- **選んだ文章**:
┄┄┄┄┄┄

東洋医学から見たアレルギー

時々暖かい日も見られるようになり、真冬の寒さによる筋肉の収縮も少しずつ治まってくるかと思います。そのような時期にあって毎年悩ましいのが「花粉症」や「寒暖差アレルギー」などのアレルギーの症状です。

東洋医学においては、寒い時期に身体に溜まった「水毒」を体外に排出するために起こる症状とされてきました。

その為、辛い物を食べて発汗作用を促し、体外に排出することで健康を維持しようと考えられてきました。

厳密に現代の医学から見れば疑問の残る発生原因ですが、対処方法として「排出」を重視する、という考え方は間違っていないと思います。花粉症の症状である鼻水、くしゃみ、咳などはいずれも「排出」するための機能ですので。

┄┄┄┄┄┄

- **取り出した情報**:

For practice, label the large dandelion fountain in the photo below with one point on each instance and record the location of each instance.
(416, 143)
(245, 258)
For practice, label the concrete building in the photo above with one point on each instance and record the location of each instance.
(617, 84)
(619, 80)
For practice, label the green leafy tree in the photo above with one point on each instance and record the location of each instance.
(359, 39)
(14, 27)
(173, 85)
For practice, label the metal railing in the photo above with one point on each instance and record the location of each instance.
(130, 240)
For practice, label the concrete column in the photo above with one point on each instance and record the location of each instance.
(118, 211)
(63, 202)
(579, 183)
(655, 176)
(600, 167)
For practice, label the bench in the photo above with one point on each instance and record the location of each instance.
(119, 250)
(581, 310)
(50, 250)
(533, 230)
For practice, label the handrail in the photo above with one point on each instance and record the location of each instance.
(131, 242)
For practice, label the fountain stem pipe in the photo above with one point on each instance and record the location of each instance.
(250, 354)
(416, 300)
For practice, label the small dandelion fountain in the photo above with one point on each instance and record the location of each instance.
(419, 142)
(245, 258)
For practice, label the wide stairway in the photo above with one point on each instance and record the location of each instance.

┄┄┄┄┄┄

- **やってみよう**: アレルギーについての文章から、「東洋医学から見たアレルギー」から「出」するための機能ですので。」までを全部、一字も変えずに書き出してください。

- **答えはこちら**:
東洋医学から見たアレルギー

時々暖かい日も見られるようになり、真冬の寒さによる筋肉の収縮も少しずつ治まってくるかと思います。そのような時期にあって毎年悩ましいのが「花粉症」や「寒暖差アレルギー」などのアレルギーの症状です。

東洋医学においては、寒い時期に身体に溜まった「水毒」を体外に排出するために起こる症状とされてきました。

その為、辛い物を食べて発汗作用を促し、体外に排出することで健康を維持しようと考えられてきました。

厳密に現代の医学から見れば疑問の残る発生原因ですが、対処方法として「排出」を重視する、という考え方は間違っていないと思います。花粉症の症状である鼻水、くしゃみ、咳などはいずれも「排出」するための機能ですので。